━━━ Provided records ━━━

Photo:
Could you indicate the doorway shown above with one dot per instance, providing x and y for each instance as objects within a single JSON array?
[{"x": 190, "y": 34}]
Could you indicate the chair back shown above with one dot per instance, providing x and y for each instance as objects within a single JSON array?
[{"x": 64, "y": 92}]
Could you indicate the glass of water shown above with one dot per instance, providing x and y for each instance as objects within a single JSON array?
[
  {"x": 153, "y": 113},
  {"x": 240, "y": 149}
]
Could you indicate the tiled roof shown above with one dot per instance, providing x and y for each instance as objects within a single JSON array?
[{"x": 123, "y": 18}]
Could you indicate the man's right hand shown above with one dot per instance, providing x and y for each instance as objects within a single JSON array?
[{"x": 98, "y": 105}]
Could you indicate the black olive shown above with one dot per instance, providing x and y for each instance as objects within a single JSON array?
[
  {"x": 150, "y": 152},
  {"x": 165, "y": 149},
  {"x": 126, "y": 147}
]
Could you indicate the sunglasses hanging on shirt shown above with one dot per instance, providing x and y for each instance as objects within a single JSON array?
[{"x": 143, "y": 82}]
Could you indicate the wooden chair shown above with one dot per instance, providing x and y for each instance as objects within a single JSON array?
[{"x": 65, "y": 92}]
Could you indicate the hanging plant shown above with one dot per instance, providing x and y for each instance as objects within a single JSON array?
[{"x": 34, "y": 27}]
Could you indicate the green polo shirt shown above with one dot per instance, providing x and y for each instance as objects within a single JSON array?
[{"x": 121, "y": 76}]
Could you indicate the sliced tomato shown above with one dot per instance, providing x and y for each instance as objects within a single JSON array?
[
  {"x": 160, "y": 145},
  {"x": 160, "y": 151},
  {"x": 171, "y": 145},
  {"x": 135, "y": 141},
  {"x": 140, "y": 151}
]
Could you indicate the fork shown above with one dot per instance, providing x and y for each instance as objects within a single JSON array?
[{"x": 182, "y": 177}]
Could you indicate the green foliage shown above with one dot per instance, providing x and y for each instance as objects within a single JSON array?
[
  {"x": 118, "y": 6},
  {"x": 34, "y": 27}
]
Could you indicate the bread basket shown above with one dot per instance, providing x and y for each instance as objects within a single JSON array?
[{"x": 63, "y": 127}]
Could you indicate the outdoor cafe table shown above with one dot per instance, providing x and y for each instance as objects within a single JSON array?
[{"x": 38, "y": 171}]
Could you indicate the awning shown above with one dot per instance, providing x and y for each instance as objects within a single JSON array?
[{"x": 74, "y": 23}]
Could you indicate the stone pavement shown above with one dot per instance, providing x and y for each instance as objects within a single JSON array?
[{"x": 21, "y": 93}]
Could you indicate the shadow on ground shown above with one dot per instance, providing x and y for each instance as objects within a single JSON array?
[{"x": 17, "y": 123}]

━━━

Aim: Reproduce the entries above in full by retyping them exactly.

Finished task:
Photo:
Could you indicate the doorway shown above with one dot per instance, providing x and y for each instance as objects within a single JSON array?
[{"x": 190, "y": 34}]
Could you indicate the chair back shown above with one dot per instance, providing x and y for each instance as objects within a single JSON array?
[{"x": 64, "y": 92}]
Could you indicate the glass of water shown above with one dot per instance, providing x and y for each instance as objects within a single JSON array?
[
  {"x": 153, "y": 113},
  {"x": 240, "y": 149}
]
Could you indicate the tiled roof shown above with one dot per instance, providing x and y for each instance as objects within a single JSON array?
[{"x": 123, "y": 18}]
Could you indicate the man's right hand shown above with one dot per instance, providing x and y for each instance as objects within a single JSON array?
[{"x": 98, "y": 105}]
Could you indicate the black olive shown above with one dot per instance, providing x and y for each instance as objects within a single JSON array?
[
  {"x": 150, "y": 152},
  {"x": 165, "y": 149},
  {"x": 126, "y": 147}
]
Could you indicate the sunglasses hanging on shirt shown above with one dot per instance, providing x and y for each instance as objects within a single JSON array?
[{"x": 143, "y": 82}]
Could you indicate the wooden chair shown above with one dot per instance, providing x and y for each instance as objects within a single JSON array?
[{"x": 65, "y": 92}]
Could you indicate the hanging plant shown above with one dot per instance, providing x and y for each instance as objects within a single JSON array?
[{"x": 34, "y": 27}]
Could you indicate the green polo shirt shown above with one dot per instance, providing x and y for each instance as objects within a single JSON array?
[{"x": 121, "y": 76}]
Could you indicate the sliced tomato shown above with one dot per instance, providing x and y for each instance as objects within a single JSON array?
[
  {"x": 160, "y": 145},
  {"x": 160, "y": 151},
  {"x": 171, "y": 145},
  {"x": 135, "y": 141},
  {"x": 140, "y": 151}
]
Could you indicate the fork shown above with one dot per instance, providing x and y for each instance as objects within a single JSON array?
[{"x": 182, "y": 177}]
Could you indicate the green foliage shown above with one dot per instance, providing x and y for each instance as objects within a single JSON array?
[
  {"x": 118, "y": 6},
  {"x": 34, "y": 27}
]
Could you indicate the bread basket shown above with one dot per instance, providing x and y for each instance as objects within a single JSON array?
[{"x": 63, "y": 127}]
Could you indicate the outdoor cafe table shown above with one dot per instance, providing x and y for each instance as objects within a single JSON array?
[{"x": 38, "y": 171}]
Could you indicate the awning shown above with one dot per instance, providing x and y for each instance as objects within a single JSON array?
[{"x": 74, "y": 23}]
Could you indicate the stone pavement shown above with one dot per instance, providing x and y for each instance as objects within a single JSON array?
[{"x": 21, "y": 93}]
Could you indicate the shadow on ground shown above with one dot per instance, providing x and y for each instance as objects within a single JSON array?
[{"x": 17, "y": 123}]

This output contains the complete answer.